_Assigned task_
Transcribe all of the data exactly. Images stay out.

(Referring expression data)
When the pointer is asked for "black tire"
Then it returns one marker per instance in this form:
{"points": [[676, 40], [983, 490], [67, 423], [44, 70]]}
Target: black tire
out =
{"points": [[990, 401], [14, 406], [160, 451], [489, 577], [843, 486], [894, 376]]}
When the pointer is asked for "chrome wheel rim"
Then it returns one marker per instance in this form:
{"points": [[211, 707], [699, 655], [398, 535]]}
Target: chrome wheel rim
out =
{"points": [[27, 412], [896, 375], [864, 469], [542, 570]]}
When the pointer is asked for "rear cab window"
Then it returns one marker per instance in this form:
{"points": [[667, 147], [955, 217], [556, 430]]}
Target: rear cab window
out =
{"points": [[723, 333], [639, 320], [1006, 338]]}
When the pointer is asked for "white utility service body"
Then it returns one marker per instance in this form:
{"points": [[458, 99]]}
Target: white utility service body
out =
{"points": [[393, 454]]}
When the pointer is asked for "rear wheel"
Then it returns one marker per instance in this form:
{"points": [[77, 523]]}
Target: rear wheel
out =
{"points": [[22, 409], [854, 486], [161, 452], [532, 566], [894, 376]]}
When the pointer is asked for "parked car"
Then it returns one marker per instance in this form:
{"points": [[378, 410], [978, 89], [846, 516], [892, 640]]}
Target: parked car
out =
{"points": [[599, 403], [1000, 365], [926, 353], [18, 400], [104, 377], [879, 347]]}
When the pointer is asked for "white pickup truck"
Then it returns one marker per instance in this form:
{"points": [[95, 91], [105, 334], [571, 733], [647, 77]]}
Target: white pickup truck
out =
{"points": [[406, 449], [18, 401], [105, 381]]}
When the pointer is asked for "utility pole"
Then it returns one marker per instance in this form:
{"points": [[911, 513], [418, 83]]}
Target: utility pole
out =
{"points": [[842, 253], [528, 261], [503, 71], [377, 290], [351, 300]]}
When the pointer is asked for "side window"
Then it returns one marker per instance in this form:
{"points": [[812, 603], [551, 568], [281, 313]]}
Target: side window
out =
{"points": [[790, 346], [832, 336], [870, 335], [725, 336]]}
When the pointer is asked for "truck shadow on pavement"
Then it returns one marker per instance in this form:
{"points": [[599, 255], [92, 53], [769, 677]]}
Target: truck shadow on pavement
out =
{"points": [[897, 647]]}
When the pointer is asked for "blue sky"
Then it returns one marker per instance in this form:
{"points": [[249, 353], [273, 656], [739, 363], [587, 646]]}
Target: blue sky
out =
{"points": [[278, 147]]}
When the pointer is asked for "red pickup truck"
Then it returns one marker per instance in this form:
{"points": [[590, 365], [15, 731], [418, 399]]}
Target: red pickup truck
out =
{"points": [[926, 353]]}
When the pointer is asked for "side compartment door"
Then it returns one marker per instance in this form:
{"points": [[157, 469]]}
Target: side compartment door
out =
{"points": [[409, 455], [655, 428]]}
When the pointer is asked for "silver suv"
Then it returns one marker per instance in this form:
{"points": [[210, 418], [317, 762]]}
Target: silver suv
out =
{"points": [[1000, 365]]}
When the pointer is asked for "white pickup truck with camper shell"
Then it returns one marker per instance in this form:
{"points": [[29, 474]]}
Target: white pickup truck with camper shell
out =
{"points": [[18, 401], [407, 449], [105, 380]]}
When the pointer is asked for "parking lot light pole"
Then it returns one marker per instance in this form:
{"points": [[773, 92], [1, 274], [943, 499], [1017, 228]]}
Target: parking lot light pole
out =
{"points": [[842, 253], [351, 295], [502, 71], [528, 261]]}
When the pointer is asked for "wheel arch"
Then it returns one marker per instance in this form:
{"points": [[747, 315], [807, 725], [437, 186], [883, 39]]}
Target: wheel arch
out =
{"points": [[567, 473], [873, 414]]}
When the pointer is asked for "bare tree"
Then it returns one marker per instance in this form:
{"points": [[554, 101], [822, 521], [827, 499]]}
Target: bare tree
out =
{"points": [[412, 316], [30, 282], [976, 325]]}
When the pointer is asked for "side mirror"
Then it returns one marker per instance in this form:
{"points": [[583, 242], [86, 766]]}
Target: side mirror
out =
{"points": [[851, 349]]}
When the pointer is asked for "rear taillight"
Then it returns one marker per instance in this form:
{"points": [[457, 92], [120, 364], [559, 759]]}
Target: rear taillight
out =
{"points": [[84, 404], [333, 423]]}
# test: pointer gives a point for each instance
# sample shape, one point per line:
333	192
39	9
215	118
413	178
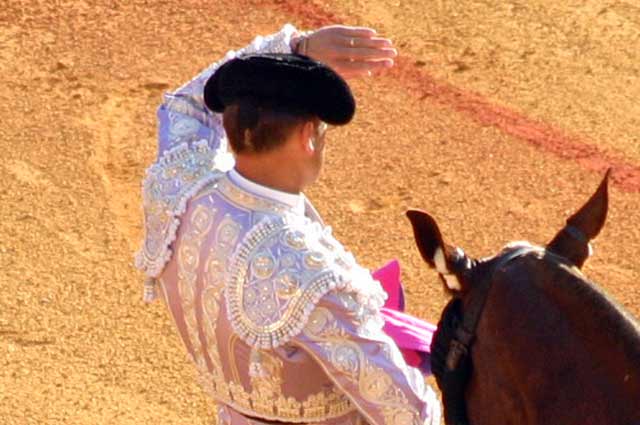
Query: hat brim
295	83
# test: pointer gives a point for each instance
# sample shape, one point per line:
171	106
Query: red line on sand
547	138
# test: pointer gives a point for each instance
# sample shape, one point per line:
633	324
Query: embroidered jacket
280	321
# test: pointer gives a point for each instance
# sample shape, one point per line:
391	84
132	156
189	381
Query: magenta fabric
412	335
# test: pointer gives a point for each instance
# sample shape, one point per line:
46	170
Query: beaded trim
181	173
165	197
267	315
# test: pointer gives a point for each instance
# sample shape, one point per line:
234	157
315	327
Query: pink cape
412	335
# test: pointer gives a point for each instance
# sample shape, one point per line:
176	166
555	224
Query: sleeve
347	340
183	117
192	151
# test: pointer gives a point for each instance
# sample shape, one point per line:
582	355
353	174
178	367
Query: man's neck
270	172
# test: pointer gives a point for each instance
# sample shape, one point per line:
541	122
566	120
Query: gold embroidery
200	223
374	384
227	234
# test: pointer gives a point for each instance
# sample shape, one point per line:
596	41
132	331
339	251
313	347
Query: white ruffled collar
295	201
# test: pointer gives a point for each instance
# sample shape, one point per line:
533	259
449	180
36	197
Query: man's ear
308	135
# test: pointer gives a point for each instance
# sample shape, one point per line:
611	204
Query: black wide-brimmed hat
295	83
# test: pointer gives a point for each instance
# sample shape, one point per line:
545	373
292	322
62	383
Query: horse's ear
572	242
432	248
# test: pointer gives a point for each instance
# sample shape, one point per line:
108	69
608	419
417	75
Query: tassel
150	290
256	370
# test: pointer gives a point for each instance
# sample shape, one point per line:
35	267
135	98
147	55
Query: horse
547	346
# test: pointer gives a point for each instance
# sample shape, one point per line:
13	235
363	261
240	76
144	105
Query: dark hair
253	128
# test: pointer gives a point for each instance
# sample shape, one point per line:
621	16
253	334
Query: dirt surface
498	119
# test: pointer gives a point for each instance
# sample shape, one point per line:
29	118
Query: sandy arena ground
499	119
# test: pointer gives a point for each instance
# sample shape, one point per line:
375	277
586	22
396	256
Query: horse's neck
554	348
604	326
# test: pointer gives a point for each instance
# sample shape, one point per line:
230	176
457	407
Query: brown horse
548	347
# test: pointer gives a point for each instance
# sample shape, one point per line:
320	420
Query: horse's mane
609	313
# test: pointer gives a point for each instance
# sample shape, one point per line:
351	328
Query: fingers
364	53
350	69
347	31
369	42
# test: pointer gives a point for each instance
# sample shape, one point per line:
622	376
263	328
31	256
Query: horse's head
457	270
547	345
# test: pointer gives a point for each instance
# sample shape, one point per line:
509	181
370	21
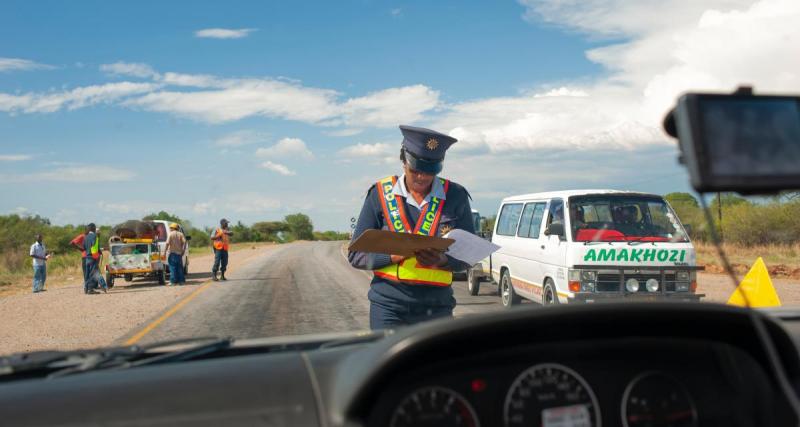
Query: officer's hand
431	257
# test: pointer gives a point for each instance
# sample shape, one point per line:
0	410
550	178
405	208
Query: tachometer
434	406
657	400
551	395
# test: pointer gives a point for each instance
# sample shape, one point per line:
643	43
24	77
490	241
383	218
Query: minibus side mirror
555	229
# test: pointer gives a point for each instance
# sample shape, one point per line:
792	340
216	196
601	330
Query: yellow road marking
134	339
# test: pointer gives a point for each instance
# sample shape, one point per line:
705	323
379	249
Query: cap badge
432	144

_Answer to this exercise_
When the pointer is asked for "black tire"
Then it returns one marker per instance in this form:
{"points": [[676, 40], [983, 490], [67, 423], [44, 70]]}
Target: black tire
out =
{"points": [[990, 401], [14, 406], [160, 451], [489, 577], [843, 486], [894, 376]]}
When the pointer is asked for "chrome wheel rim"
Then it returns one marker per instance in this form:
{"points": [[211, 707], [699, 655], [398, 535]]}
Target: chrome wheel rim
out =
{"points": [[27, 412], [896, 375], [864, 469], [542, 570]]}
When the pointer is asked for "rear cab window"
Then it returns one marker per instance in this form:
{"points": [[667, 147], [955, 217], [556, 430]]}
Target: rear cab window
out =
{"points": [[723, 333], [639, 320], [1006, 338]]}
When the pointer is asked for "white utility service body"
Then it returns one marker per instance in this form:
{"points": [[458, 99]]}
Target: white utility service body
out =
{"points": [[393, 454]]}
When the pointer is asked for "rear wheel"
Then it returns one marker per instance in this form:
{"points": [[77, 523]]}
Target: rear wheel
out =
{"points": [[22, 409], [854, 486], [161, 452], [532, 566], [894, 376]]}
When the pointer is asked for "parked car"
Then it returns one marker per instance in this form:
{"points": [[378, 410], [978, 89], [846, 516], [892, 640]]}
Target: parked car
out =
{"points": [[599, 403], [1000, 365], [926, 353], [18, 400], [104, 377], [879, 347]]}
When the pointer is asked for "white pickup truck"
Then it returns one marker per instance in this form:
{"points": [[95, 91], [105, 334], [571, 733], [647, 77]]}
Target: white pickup truck
out =
{"points": [[406, 449], [18, 401], [105, 381]]}
When the pointer is asked for "utility pole"
Then it returns one marker per instance in this form:
{"points": [[911, 513], [418, 83]]}
Target: utility pole
out =
{"points": [[842, 253], [528, 261], [503, 71], [377, 290], [351, 300]]}
When the pointer is asked for "side window"
Then it returns one marker per instance in this form:
{"points": [[812, 603], [551, 568], [281, 313]]}
Target: side window
out =
{"points": [[790, 346], [832, 336], [870, 335], [725, 336]]}
When the pointer is asked for "truck shadow on pavement"
Then it returns one marker per instance in this form:
{"points": [[599, 255], [92, 53], [769, 677]]}
Target: truck shadow on pavement
out =
{"points": [[897, 647]]}
When the pointer is asked for "blue sky"
Then it returns one marker per instance in this form:
{"points": [[249, 353], [273, 656], [739, 363], [587, 646]]}
Target: blue sky
out =
{"points": [[278, 147]]}
When the pointer is asked for "red pickup truck"
Then it returns one marker per instance in this form:
{"points": [[590, 365], [15, 731], [418, 399]]}
Target: red pickup truck
out =
{"points": [[926, 353]]}
When the pointer is asked for "side compartment door"
Then it returns one marker per instance in this form:
{"points": [[157, 469]]}
Target: side compartment door
out =
{"points": [[409, 455], [655, 428]]}
When the pointer is asked for "silver suv"
Then it returns one marker per instance in this form:
{"points": [[210, 418], [317, 762]]}
Target: silver suv
out =
{"points": [[1000, 365]]}
When the pointer is asked for "white pickup truck with camper shell"
Then it returns one marker per instance in this form:
{"points": [[29, 474]]}
Target: white pickup truck with camper shell
out =
{"points": [[18, 401], [407, 449], [105, 380]]}
When the pointer is asked for "parking lot light pole"
Then it returns one marker per instance in this form:
{"points": [[773, 92], [1, 274], [943, 499], [1017, 228]]}
Target: parking lot light pole
out =
{"points": [[842, 253], [351, 295], [502, 71], [528, 261]]}
When the pointer is asked for "wheel arch"
Then it returns one marker per instance in this form:
{"points": [[747, 315], [807, 725], [437, 186], [883, 39]]}
Target: wheel arch
out =
{"points": [[567, 473], [873, 414]]}
When the pointer is asked for "bare tree"
Then it returns one marker per instance in this form:
{"points": [[554, 101], [822, 521], [827, 499]]}
Target: bare tree
out =
{"points": [[412, 316], [30, 282], [976, 325]]}
When the pointer is asked for "side mirror"
Then it returns one marker per instance in this form:
{"points": [[583, 242], [86, 766]]}
Target: side mirror
out =
{"points": [[851, 349]]}
When the pointer is asked for "rear taillight"
Then it returns one marker per instance in this form:
{"points": [[457, 92], [120, 364], [559, 759]]}
Target: rear taillight
out =
{"points": [[84, 404], [333, 423]]}
# test: pointer gives a point for each instance
# sample shape, one point per line:
333	192
39	9
215	118
413	178
Query: hat brim
295	83
# test: pointer gives a point for each instance
# sample shape, one point per line:
171	106
Query: red line on sand
547	138
# test: pointer gives a point for each instance
# sample shape, one point per line:
633	324
Query: embroidered jacket
280	321
# test: pointer gives a point for each instance
# sample shape, one point per line:
391	84
132	156
189	381
Query: magenta fabric
412	335
# test: pointer gives a point for each instance
# sample shape, one point per line:
46	170
Query: beaded trim
181	173
165	197
267	315
# test: pointer gives a point for each instance
# sample shape, one point per line:
234	157
315	327
Query: pink cape
412	335
# test: pointer gives a point for each instance
# sample shape, one point per line:
176	166
555	224
Query: sleeve
347	340
183	117
192	151
# test: pointer gives a point for each instance
# sample shape, one point per line:
582	355
353	174
178	367
Query: man's neck
270	172
# test: pointer gives a point for each instance
# sample shape, one point per line:
541	122
566	120
Query: gold embroidery
200	223
374	384
227	234
# test: pointer gives a point for each instance
# sample shape, one point per line:
596	41
132	331
339	251
313	347
Query: white ruffled collar
295	201
# test: pointer gives a point for each instance
# sample shape, one point per line:
533	259
449	180
36	197
Query: man's ear
308	135
# test: pointer gives a point for each instance
# sample shape, one point per line:
611	204
Query: black wide-brimmed hat
295	83
# test: pointer gives a point for each instance
# sample shape, one point per line:
545	373
292	322
62	383
Query: horse's ear
572	242
432	248
# test: pointer gives a point for each instance
# sample shape, one point per line:
108	69
608	419
417	75
Query: tassel
150	290
256	370
# test: pointer gives a point for each instance
# sample shape, one point per line:
35	267
135	98
147	55
Query: horse
547	346
# test: pointer gives a point for each instance
# sample shape, one point per line:
13	235
363	261
240	76
144	105
Query: dark hair
253	128
# test: pointer gives a point for each instance
# sample shape, one point per line:
621	16
253	334
Query: dirt surface
498	119
# test: pointer gives a point for each instance
# sample shape, one point per line:
29	118
Query: sandy arena ground
499	119
# test: pointer gives a point for each instance
# sample shape, one point per line:
375	277
586	22
396	256
Query: horse's neck
554	348
604	326
# test: pointer gives a point for each instance
# sample shape, one point per line:
230	176
457	407
Query: brown horse
548	347
# test: pointer gives a point for each instance
# sample shape, one point per line:
320	420
Query: horse's mane
609	313
# test: pointer gives a point for each instance
# sample shape, one point per line:
351	328
Query: fingers
364	53
350	69
347	31
369	42
# test: pointer gives a point for each instance
# sample shape, one point per line:
622	376
263	328
31	256
Query: horse's head
457	270
547	345
# test: pointer gives a point for each instance
# sample shape, one point per line:
509	181
370	21
Query: officer's hand
431	257
# test: pointer gives a point for each instance
# sample shape, one point per line:
0	410
550	178
405	208
Query: tachometer
434	406
657	400
551	395
# test: pointer gives a point for each instance
# sample shape, one point per line:
643	43
24	77
490	241
383	218
Query: minibus side mirror
555	229
# test: pointer gives a point for each instance
# sample shape, one point per line:
792	340
216	196
601	330
Query: yellow road marking
134	339
# test: pointer gives a point for each instance
# sample shape, one point per line:
705	323
379	249
Query: cap badge
432	144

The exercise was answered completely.